--- Task ---
Return every line of the records below that contains the word "floor".
====== Material for this task ======
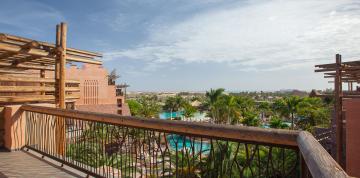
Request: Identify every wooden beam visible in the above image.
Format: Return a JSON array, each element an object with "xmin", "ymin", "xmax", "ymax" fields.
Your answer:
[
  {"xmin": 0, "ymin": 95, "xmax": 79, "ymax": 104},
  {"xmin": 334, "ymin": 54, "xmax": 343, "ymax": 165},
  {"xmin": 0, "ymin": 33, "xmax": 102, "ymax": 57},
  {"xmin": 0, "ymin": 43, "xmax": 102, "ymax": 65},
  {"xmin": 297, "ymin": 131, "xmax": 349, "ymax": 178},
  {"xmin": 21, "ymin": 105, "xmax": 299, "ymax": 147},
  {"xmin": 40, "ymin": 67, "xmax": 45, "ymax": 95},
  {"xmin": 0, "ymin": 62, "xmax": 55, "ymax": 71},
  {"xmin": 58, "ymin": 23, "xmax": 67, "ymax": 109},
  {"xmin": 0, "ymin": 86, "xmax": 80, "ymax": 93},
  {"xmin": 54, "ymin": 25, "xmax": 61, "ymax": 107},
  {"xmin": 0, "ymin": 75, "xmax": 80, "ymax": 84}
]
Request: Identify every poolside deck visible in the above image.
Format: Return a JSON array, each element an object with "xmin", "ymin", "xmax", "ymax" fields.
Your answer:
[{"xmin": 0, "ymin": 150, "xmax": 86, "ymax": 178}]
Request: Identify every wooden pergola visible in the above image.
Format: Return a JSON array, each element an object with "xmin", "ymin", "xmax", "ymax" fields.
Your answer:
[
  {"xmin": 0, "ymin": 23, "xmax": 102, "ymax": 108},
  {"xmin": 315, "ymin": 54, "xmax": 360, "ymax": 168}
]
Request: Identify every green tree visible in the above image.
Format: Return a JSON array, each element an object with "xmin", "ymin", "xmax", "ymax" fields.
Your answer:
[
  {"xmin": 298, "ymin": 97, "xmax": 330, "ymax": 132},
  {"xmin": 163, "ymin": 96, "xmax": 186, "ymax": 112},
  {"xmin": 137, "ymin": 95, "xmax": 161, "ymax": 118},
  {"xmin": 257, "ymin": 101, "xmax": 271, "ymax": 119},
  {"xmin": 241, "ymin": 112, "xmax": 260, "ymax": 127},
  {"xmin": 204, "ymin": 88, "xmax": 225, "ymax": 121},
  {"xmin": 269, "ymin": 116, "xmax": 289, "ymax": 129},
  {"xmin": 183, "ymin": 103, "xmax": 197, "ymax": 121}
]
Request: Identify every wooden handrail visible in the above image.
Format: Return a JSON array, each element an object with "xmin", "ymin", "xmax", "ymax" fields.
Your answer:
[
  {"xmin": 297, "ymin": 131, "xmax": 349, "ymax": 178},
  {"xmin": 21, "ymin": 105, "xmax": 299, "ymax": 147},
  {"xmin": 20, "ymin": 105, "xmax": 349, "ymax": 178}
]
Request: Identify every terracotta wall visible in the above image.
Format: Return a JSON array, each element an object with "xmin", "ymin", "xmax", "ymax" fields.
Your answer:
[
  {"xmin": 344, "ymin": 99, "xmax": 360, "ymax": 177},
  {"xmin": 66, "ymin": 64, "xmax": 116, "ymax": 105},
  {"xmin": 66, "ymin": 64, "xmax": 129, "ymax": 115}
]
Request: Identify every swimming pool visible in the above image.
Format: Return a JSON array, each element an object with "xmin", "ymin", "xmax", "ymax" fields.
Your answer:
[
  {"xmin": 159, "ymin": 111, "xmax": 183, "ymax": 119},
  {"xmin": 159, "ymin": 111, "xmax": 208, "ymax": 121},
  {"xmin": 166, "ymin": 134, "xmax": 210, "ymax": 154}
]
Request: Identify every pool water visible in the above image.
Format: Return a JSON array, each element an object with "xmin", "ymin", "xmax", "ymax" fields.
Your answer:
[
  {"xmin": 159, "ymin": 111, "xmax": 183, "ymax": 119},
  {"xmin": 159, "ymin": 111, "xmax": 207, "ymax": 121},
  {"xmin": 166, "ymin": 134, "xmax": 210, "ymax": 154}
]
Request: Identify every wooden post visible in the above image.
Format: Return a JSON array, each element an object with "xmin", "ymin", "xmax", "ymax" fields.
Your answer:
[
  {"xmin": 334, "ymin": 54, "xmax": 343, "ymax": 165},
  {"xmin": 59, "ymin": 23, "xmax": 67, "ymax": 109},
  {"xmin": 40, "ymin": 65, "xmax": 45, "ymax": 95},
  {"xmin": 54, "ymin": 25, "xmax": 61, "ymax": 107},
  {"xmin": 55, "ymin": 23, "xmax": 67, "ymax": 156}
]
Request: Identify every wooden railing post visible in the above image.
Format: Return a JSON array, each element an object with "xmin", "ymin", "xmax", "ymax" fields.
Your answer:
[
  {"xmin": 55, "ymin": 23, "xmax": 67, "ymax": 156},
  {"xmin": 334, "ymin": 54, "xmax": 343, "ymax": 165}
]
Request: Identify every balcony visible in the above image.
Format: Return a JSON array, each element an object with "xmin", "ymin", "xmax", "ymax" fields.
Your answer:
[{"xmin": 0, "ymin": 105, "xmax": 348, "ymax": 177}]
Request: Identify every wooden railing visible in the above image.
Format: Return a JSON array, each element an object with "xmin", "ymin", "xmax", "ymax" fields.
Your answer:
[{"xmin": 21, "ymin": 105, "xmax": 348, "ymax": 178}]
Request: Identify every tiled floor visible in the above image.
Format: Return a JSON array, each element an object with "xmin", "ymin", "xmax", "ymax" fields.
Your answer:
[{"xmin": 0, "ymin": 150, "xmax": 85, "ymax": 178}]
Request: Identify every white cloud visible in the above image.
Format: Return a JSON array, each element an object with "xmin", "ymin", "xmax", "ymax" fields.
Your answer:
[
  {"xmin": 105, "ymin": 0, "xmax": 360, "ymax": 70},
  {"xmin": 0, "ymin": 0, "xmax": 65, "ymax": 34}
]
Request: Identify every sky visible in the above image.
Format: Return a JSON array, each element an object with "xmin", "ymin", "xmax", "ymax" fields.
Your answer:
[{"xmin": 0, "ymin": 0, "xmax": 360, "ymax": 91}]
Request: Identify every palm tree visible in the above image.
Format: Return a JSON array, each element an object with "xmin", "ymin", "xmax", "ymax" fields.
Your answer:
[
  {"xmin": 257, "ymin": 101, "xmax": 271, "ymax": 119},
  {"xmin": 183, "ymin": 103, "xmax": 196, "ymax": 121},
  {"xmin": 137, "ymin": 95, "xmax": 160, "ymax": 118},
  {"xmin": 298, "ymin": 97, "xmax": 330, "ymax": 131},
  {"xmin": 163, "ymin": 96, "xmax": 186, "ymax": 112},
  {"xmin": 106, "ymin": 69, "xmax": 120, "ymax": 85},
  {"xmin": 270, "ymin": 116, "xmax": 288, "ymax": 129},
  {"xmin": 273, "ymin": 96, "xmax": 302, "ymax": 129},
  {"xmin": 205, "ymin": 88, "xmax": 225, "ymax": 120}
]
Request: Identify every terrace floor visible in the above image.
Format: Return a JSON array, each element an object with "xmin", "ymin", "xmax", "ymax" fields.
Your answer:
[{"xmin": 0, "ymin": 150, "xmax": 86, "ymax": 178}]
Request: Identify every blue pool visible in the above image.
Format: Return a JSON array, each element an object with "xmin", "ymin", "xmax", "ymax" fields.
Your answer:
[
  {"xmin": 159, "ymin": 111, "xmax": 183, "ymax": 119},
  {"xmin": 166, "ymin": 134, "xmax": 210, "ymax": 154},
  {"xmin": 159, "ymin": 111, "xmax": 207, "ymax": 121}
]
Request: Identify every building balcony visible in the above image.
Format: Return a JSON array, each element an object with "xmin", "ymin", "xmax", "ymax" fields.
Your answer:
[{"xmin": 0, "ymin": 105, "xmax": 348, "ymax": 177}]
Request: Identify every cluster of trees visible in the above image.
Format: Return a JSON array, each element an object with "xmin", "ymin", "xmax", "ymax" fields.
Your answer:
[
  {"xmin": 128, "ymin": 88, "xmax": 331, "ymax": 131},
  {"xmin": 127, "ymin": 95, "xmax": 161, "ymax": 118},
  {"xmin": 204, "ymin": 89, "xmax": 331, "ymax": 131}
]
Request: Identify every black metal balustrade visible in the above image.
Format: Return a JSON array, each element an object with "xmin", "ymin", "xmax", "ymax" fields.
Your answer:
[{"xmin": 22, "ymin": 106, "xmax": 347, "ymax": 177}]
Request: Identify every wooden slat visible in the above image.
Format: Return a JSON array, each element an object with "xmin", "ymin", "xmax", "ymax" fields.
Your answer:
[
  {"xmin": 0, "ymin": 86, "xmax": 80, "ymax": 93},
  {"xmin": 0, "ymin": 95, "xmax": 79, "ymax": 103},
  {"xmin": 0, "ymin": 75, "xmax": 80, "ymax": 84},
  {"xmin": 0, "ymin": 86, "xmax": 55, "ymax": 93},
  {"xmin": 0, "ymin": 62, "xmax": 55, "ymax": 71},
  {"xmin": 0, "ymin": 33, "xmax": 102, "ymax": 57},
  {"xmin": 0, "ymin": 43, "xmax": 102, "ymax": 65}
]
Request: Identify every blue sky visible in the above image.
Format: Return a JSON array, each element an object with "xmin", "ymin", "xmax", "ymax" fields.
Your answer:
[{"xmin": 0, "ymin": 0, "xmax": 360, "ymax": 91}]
======
--- Task response ---
Request: Identify every tiled floor visible in the above image.
Request: Identify every terrace floor visible in the above image.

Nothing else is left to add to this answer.